#### Records provided ####
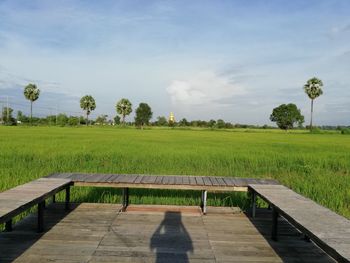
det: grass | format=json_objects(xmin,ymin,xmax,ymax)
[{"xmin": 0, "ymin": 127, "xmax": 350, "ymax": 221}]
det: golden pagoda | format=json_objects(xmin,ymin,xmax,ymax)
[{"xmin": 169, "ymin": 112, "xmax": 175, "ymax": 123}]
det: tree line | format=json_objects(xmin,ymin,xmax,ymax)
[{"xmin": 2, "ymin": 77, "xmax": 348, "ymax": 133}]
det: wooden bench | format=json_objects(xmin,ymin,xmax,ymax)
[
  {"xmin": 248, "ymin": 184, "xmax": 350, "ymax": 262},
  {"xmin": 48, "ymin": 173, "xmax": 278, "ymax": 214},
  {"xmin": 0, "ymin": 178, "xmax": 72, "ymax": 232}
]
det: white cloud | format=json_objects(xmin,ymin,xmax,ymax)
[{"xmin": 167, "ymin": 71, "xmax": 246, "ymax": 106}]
####
#### Records provided ####
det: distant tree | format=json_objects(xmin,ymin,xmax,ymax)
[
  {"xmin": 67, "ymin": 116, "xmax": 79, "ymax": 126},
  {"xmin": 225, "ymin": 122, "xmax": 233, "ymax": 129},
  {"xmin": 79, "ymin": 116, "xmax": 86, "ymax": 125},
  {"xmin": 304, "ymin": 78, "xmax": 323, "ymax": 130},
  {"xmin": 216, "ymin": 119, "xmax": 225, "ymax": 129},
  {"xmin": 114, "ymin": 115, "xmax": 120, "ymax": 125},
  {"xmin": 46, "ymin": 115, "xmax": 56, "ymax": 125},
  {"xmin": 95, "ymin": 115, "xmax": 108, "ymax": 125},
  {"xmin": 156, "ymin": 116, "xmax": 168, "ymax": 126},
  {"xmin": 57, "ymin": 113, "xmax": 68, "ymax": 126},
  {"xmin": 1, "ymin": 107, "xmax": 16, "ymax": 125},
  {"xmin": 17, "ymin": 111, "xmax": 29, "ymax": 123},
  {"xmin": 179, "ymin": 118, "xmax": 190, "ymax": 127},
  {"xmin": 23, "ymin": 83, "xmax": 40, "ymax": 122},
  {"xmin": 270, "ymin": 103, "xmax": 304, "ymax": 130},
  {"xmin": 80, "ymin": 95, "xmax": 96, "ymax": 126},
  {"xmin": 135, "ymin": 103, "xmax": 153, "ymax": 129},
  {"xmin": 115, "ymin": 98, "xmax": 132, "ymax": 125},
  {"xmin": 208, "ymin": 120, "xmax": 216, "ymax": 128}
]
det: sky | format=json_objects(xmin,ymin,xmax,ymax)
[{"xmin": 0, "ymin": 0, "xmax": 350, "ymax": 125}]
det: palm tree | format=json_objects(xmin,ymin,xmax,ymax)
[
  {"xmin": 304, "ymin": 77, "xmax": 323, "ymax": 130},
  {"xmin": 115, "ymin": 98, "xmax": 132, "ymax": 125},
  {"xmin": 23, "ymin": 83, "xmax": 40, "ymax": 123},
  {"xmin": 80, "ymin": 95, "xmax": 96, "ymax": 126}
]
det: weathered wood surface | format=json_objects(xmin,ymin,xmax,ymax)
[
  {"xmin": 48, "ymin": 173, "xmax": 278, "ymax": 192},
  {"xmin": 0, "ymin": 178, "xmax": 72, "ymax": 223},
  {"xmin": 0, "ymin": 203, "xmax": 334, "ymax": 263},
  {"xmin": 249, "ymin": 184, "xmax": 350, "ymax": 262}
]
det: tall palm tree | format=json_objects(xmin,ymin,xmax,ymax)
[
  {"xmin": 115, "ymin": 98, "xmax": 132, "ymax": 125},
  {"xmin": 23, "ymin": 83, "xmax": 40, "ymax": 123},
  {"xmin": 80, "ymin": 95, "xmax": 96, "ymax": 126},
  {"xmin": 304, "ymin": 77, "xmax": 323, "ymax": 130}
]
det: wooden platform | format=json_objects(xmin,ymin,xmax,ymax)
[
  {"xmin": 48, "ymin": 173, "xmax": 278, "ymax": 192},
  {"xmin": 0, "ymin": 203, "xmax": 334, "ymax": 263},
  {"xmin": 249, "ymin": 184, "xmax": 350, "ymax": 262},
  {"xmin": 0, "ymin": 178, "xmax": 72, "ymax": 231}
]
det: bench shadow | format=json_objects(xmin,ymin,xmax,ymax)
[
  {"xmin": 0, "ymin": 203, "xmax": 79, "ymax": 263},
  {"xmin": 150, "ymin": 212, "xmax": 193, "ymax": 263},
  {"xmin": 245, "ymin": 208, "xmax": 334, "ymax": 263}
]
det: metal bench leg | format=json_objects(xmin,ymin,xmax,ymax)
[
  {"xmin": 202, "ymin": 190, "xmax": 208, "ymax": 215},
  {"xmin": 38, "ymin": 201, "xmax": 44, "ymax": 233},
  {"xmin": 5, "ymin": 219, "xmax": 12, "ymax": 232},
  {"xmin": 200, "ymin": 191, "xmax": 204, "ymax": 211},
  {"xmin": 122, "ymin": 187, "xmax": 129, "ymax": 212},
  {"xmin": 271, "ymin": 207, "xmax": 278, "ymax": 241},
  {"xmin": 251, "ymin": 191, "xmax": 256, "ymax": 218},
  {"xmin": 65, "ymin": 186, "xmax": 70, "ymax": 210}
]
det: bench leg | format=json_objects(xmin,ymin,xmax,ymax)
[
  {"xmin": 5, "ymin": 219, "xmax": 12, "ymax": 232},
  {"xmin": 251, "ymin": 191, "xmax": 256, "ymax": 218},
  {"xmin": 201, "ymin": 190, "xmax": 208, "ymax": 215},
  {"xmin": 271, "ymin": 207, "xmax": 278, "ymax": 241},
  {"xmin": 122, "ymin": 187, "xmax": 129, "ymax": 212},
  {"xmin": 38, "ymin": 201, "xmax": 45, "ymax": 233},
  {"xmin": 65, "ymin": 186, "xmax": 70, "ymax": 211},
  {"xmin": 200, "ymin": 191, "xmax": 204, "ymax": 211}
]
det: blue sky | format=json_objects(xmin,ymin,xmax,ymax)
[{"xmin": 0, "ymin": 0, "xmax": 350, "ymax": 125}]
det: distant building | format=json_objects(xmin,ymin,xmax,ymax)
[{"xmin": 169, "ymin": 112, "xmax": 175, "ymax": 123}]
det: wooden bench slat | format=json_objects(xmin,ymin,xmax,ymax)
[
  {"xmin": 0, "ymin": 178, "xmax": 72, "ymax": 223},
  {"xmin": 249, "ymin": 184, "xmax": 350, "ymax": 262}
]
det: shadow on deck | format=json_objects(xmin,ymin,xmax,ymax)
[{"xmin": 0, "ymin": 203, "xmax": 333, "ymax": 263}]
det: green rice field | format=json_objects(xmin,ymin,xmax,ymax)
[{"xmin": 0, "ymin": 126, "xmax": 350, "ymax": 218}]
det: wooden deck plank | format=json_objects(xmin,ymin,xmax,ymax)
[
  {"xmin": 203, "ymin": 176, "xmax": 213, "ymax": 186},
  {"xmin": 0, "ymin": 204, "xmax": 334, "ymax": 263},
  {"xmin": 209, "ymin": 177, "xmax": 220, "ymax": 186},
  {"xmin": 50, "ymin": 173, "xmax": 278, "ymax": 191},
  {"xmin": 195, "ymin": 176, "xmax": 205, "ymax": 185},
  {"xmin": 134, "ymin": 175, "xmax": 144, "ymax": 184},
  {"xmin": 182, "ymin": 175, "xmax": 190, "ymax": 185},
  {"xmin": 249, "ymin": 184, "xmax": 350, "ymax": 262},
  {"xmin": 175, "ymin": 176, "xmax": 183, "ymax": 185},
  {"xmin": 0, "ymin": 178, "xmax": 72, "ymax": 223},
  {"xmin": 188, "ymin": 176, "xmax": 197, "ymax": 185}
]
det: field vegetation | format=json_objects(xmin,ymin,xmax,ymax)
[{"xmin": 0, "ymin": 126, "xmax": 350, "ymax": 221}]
####
» **Goal**: Show every line in the rows above that contains the string "shadow".

» **Task response**:
det: bench shadow | format=json_objects(xmin,ymin,xmax,ymax)
det: shadow on deck | format=json_objects(xmin,ymin,xmax,ymax)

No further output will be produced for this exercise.